Judge of the Tennessee Circuit Court
- In office 1984 – June 30, 2017

Personal details
- Born: March 12, 1948 (age 78) Tennessee, U.S.
- Party: Independent
- Spouse: Amy Amundsen
- Education: University of Memphis (BBA, JD)

= Robert L. Childers =

American judge

Robert L. Childers (born March 12, 1948) is an American lawyer and retired jurist who served as a judge of the Tennessee Circuit Court for the 30th Judicial District in Memphis from 1984 to 2017.

==Early life and education==
Childers was born on March 12, 1948, in Tennessee. He graduated from the University of Memphis with a bachelor of Business Administration in 1971. Childers earned his Juris Doctor from the Cecil C. Humphreys School of Law in 1974.

== Career ==
Prior to his election to the state bench, Childers worked as an attorney in private practice from 1975 to 1984.

ACTIVITY: Continue the article on Robert L. Childers, picking up after its last sentence.

Saved entries
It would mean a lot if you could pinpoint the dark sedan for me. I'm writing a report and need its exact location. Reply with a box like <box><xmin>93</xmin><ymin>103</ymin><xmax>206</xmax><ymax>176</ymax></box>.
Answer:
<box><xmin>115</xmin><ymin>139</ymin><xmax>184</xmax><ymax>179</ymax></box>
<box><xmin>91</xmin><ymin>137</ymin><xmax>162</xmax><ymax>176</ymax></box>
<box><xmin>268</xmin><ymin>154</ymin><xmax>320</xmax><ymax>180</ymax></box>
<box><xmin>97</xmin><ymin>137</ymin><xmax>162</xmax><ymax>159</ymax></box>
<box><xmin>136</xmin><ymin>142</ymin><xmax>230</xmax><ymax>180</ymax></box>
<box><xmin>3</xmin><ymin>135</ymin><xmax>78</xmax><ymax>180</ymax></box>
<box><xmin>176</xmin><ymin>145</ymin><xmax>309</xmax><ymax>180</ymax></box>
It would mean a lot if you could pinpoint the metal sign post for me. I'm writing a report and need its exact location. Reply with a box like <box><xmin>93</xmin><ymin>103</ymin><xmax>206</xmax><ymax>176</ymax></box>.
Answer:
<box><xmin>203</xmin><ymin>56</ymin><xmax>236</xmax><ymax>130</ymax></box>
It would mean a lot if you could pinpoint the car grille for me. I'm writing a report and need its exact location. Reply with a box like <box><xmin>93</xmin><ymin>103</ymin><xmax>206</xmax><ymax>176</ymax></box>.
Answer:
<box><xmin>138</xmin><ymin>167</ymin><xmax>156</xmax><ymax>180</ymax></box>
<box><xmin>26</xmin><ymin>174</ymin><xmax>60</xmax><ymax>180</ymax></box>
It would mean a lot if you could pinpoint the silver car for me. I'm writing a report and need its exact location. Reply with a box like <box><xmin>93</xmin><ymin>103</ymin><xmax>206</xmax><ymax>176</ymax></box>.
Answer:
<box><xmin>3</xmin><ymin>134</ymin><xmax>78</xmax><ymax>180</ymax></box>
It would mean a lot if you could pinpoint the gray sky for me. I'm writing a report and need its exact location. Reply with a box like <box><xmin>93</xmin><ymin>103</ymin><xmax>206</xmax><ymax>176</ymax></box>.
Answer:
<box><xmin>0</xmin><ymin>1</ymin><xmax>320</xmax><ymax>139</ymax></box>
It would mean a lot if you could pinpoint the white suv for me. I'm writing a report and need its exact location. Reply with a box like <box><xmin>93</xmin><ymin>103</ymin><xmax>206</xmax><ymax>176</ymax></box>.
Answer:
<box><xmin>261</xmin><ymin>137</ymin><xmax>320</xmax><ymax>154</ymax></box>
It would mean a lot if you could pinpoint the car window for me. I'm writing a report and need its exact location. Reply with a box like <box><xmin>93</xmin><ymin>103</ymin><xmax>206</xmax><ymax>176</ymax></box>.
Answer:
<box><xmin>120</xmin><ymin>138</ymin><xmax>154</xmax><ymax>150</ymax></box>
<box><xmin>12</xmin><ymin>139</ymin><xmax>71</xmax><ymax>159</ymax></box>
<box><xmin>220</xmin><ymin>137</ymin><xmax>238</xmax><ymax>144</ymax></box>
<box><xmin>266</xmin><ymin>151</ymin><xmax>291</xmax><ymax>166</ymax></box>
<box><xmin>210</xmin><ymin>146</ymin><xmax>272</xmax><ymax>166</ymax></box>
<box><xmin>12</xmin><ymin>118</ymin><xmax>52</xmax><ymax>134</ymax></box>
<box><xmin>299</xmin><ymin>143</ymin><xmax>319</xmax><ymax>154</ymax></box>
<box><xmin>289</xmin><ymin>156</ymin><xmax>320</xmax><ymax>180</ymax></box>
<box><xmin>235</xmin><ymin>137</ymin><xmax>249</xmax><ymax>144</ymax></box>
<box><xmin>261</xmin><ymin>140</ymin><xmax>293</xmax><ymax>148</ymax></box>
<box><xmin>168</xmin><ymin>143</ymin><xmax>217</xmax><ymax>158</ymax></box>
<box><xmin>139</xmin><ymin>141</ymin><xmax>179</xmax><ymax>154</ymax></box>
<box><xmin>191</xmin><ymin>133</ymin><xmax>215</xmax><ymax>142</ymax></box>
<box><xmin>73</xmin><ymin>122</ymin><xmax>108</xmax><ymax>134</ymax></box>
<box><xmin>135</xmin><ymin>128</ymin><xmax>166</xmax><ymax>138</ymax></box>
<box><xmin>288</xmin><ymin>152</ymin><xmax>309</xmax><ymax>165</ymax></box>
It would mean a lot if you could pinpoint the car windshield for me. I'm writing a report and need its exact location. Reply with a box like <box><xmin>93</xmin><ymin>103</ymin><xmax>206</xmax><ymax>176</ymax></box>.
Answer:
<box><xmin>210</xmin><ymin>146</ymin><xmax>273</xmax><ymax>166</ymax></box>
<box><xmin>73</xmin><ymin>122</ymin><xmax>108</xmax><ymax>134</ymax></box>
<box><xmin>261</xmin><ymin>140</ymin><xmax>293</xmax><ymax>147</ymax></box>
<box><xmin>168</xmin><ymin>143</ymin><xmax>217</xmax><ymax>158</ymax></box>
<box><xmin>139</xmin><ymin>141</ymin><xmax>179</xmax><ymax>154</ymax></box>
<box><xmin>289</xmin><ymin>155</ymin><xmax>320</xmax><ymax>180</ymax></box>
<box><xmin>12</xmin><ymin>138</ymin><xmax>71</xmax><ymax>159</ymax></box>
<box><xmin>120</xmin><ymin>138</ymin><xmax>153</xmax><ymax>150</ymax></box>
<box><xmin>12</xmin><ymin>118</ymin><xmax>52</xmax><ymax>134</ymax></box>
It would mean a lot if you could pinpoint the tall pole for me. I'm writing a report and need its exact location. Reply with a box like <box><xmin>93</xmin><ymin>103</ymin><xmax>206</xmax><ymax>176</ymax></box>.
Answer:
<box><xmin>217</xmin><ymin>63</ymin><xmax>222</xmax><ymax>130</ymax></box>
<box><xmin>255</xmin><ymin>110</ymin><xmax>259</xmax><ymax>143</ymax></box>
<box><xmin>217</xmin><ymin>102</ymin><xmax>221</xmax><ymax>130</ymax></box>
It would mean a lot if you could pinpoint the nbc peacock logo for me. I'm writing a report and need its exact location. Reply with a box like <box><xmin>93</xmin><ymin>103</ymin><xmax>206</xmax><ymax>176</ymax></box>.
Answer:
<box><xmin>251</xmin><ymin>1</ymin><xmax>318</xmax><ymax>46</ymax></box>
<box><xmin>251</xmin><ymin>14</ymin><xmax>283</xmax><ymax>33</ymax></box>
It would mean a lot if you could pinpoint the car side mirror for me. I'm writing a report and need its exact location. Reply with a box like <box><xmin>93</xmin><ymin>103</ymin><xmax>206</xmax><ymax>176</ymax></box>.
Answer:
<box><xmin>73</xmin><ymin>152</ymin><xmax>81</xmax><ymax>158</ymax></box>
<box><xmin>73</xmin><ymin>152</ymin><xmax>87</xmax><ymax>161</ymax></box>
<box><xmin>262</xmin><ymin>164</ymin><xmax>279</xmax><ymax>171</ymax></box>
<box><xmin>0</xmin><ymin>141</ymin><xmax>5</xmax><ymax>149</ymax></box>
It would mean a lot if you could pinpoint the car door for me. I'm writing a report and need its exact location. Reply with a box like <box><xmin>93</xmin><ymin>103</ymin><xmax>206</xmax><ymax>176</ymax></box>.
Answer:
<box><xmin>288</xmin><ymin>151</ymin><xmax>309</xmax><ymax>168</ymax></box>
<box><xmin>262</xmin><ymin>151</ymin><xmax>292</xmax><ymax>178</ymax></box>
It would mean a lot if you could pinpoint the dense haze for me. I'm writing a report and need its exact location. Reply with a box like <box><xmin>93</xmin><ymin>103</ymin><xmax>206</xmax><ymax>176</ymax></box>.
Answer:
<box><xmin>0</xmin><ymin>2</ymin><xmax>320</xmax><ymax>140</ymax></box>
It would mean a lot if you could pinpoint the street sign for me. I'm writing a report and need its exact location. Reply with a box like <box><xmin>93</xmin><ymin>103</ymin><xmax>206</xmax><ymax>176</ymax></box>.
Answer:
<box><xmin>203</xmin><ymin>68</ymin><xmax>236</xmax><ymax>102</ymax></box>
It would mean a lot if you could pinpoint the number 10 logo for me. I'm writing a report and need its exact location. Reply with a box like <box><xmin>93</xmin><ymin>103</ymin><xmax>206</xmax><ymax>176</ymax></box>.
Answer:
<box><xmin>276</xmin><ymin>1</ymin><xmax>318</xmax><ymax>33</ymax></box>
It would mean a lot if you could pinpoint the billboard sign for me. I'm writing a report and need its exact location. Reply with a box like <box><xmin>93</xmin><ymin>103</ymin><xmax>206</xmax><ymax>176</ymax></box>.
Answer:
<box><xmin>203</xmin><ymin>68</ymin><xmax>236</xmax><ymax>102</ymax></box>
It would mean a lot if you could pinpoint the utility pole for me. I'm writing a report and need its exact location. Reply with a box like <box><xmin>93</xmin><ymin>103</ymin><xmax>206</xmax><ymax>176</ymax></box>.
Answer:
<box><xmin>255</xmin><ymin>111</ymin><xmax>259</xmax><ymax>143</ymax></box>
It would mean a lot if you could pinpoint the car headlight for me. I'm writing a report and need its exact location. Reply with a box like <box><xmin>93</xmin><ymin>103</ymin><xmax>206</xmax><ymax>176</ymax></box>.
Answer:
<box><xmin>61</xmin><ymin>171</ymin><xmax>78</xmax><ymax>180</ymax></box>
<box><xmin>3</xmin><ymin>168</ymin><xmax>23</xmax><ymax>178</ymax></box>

YOUR RESPONSE:
In 1984, Childers was elected to the 30th Judicial District of the Tennessee Circuit Court as an Independent, representing Shelby County, Tennessee. He was re-elected in 1990, 1998, 2006, and 2014.

From 1989 to 1990, and again from 1997 to 1998, Childers served as the Presiding Judge of the 30th Judicial District, elected by his fellow judges.

In 2003, Judge Childers was designated by the Tennessee Supreme Court to preside over the widely publicized Anna Mae He case. In a controversial ruling, Childers terminated the birth parents' parental rights. The ruling was subsequently affirmed by a majority in the Tennessee Court of Appeals, but was reversed by the Tennessee Supreme Court in 2007.

Childers retired from the bench on June 30, 2017.

==Personal life==
Childers is married to his wife, Amy J. Amundsen. He is a patrilineal descendant of Abraham Childers and grandson of Francis Gracey Childers.